> **Activity**: Write the next part of the news story below about the Ottawa Hospital reviewing the site for its new Civic campus, picking up right after its last sentence.

> **Excerpted text**:
Ottawa Hospital to review controversial site for new Civic campus

The Ottawa Hospital has decided to review whether the land across the street on the Experimental Farm remains the best site for its new campus, CBC News has learned.

Hospital to hold public information meetings beginning in March

The Ottawa Hospital Civic campus on Carling Avenue has been set to move across the street to land belonging to the Experimental Farm. (Michel Aspirot/CBC)

The Ottawa Hospital will review whether the 24-hectare Experimental Farm lands are the best site for its new facility, according to the hospital president and CEO, Dr. Jack Kitts. 

In an interview with the CBC, Kitts said eight years ago the hospital undertook its last review of some 12 possible locations, favouring the Experimental Farm land across the street from the current Civic campus.

But feedback from the community since that decision "has led the hospital to reconsider whether the choice is still the best option," said Kitts.  He said the hospital will see whether new options might have become available,

Leslie Maitland, a spokesperson with the Coalition to Protect the Central Experimental Farm, said she welcomes the news. 

NCC rebuffed 1st attempt to acquire land

"I'm hoping the outcome will be a serious consideration of other sites," said Maitland. "I think what didn't happen in 2007 was a complete understanding of the scientific and historic significance of the farm."

The first time the hospital requested the site, the National Capital Commission refused, citing the significance of the site both for its significance to national heritage and agricultural science.

Using the same land assessment from 2007, the hospital asked again six years later but that time received approval.

> **Listed records**:

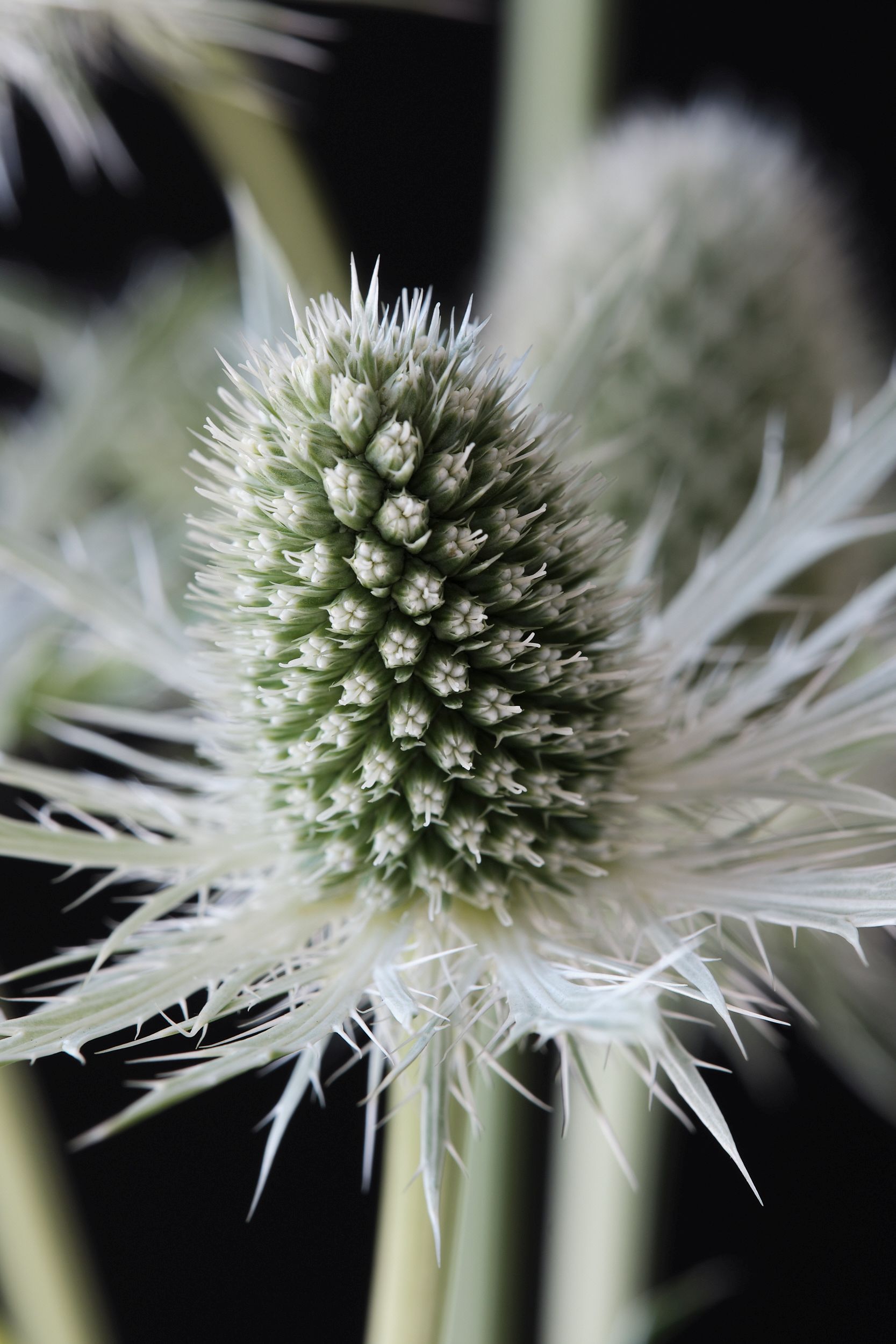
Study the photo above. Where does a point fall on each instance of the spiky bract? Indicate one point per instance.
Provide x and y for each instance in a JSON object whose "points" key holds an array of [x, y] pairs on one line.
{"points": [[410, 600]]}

==

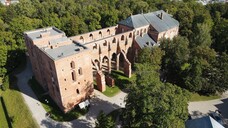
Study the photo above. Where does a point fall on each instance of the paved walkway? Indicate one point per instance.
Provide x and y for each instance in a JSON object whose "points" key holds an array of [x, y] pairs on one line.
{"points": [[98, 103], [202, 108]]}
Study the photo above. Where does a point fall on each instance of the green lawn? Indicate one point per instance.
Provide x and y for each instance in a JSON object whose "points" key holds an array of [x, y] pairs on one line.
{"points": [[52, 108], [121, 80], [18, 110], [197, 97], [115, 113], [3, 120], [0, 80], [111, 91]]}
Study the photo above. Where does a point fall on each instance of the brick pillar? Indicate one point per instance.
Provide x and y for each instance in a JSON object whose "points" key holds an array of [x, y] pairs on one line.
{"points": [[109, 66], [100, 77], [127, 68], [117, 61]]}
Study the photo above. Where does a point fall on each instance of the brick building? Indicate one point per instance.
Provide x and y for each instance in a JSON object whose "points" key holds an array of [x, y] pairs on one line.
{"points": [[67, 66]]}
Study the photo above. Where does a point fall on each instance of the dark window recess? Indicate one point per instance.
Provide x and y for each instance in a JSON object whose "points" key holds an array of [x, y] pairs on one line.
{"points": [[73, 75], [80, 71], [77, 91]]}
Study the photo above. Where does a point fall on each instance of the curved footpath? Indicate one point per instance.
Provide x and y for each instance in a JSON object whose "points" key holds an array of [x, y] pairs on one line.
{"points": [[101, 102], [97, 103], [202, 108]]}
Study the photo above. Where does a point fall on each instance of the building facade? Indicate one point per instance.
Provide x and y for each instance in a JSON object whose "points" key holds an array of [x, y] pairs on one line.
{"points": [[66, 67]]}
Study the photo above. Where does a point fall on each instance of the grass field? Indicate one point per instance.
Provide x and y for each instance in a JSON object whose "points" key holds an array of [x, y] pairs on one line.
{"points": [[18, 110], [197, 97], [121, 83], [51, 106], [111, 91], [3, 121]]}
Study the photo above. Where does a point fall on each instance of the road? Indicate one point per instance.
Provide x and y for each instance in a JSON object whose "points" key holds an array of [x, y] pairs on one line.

---

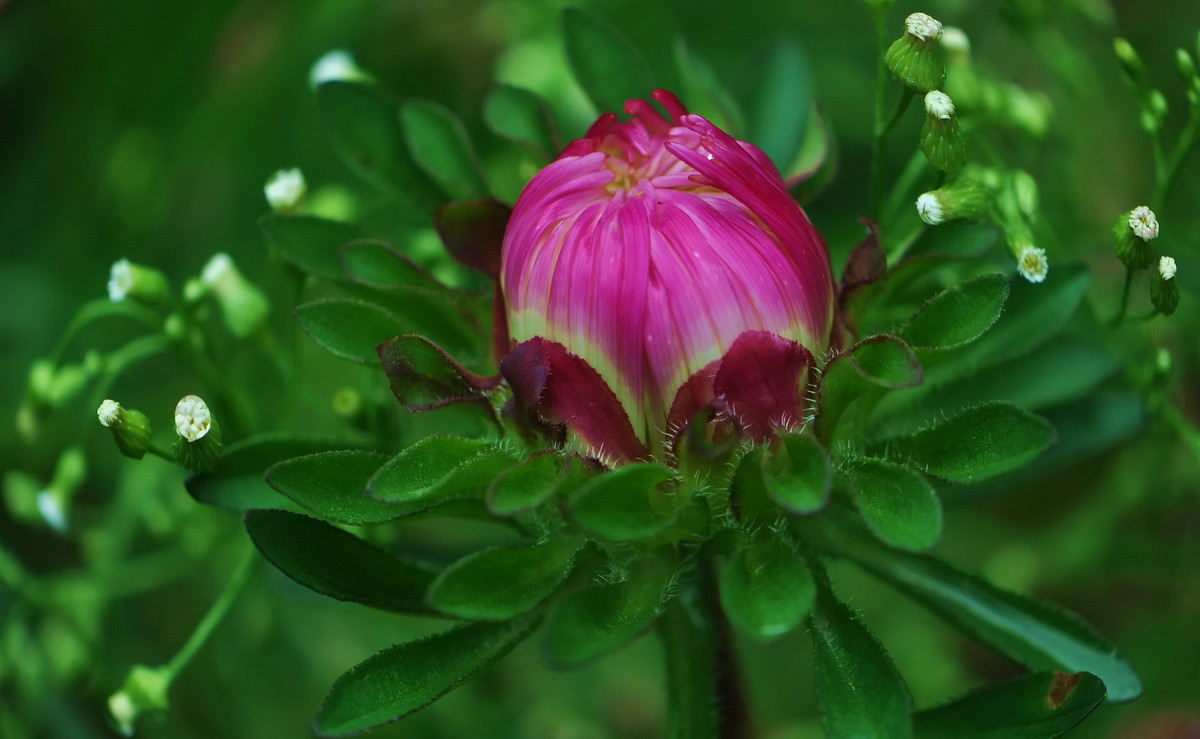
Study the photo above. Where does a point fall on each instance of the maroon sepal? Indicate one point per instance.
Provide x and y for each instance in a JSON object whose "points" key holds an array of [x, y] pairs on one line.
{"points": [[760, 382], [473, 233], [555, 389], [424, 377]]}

> **Your response**:
That approval eventually led to the announcement in November 2014 by then Minister John Baird, that the Experimental Land would be leased to the hospital for $1 a year.

Local opposition led to Minister calling for review

But since the announcement there has been strong local opposition.

Maitland's group, a coalition of close to 50 heritage advocates and agriculture and climate change scientists, sent a letter to several federal cabinet ministers, including Environment Minister and local MP Catherine McKenna.

Last month McKenna said she would review the consultation process that led to the decision to green light the project.

Maitland said since the 2007 review, other sites more appropriate may have become available. 

"There are other potential sites for the hospital so that we could end up with a win-win situation in which the hospital gets the site it needs, and the farm can continue to conduct the important research that it does," said Maitland. 

But Kitts is not excluding the Experimental Farm as a real possibility, suggesting it would still be the most central and convenient spot to build the new facility.

"We're working with the federal government and the city to ensure it is the best spot, and can we re-configure in order to have, as I would call it, the hospital and the farm as opposed to the hospital or the farm."

A spokesperson at the hospital confirmed public information meetings will begin on March 7.